Objetivo del ejercicio ▸ Extrae sin cambios, del texto sobre Natalia Ginzburg, el pasaje que empieza con las palabras que contienen "Maja Pflug delega" y termina con "mejor lo logró.".

Extracto del texto ▸

>>

Maja Pflug delega el retrato de Ginzburg en ella misma y en quienes la conocieron y la quisieron
Como algunos poetas alemanes de posguerra en relación a su idioma, aquel grupo de Einaudi entendía que el fascismo había corrompido la lengua italiana. Ahora, en palabras de Ginzburg, era "moneda fuera de curso, que ya nadie acepta". El lenguaje que buscaban debía borrar la afectación, ser concreto, preciso, reflejar la realidad. "No mentir ni permitir que otros mientan: quizá eso sea lo único bueno que nos dejó la guerra", escribió la autora de Valentino. Tal vez fuera ella la escritora que mejor lo logró.
Al reseñar su novela Las palabras de la noche, Calvino lo expresó con una imagen precisa: "El secreto de la sencillez de Natalia reside en que la voz que dice 'yo' siempre tiene enfrente a personajes que considera superiores, situaciones que parecen demasiado complejas para sus fuerzas, y los recursos lingüísticos y conceptuales que usa para representarlos están siempre un poco por debajo de lo necesario. De este desajuste nace la tensión poética. La poesía fue siempre eso: hacer pasar el mar por un embudo". Montale decía que ningún otro escritor italiano había conseguido, como ella, "bajar el tono sin caer jamás en la fotografía realista".

<<

Extracto de datos ▸
>>

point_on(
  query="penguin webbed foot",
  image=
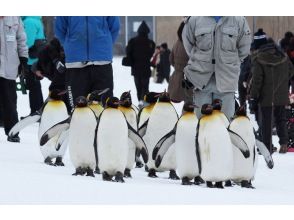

<<

Solución del problema ▸
Maja Pflug delega el retrato de Ginzburg en ella misma y en quienes la conocieron y la quisieron
Como algunos poetas alemanes de posguerra en relación a su idioma, aquel grupo de Einaudi entendía que el fascismo había corrompido la lengua italiana. Ahora, en palabras de Ginzburg, era "moneda fuera de curso, que ya nadie acepta". El lenguaje que buscaban debía borrar la afectación, ser concreto, preciso, reflejar la realidad. "No mentir ni permitir que otros mientan: quizá eso sea lo único bueno que nos dejó la guerra", escribió la autora de Valentino. Tal vez fuera ella la escritora que mejor lo logró.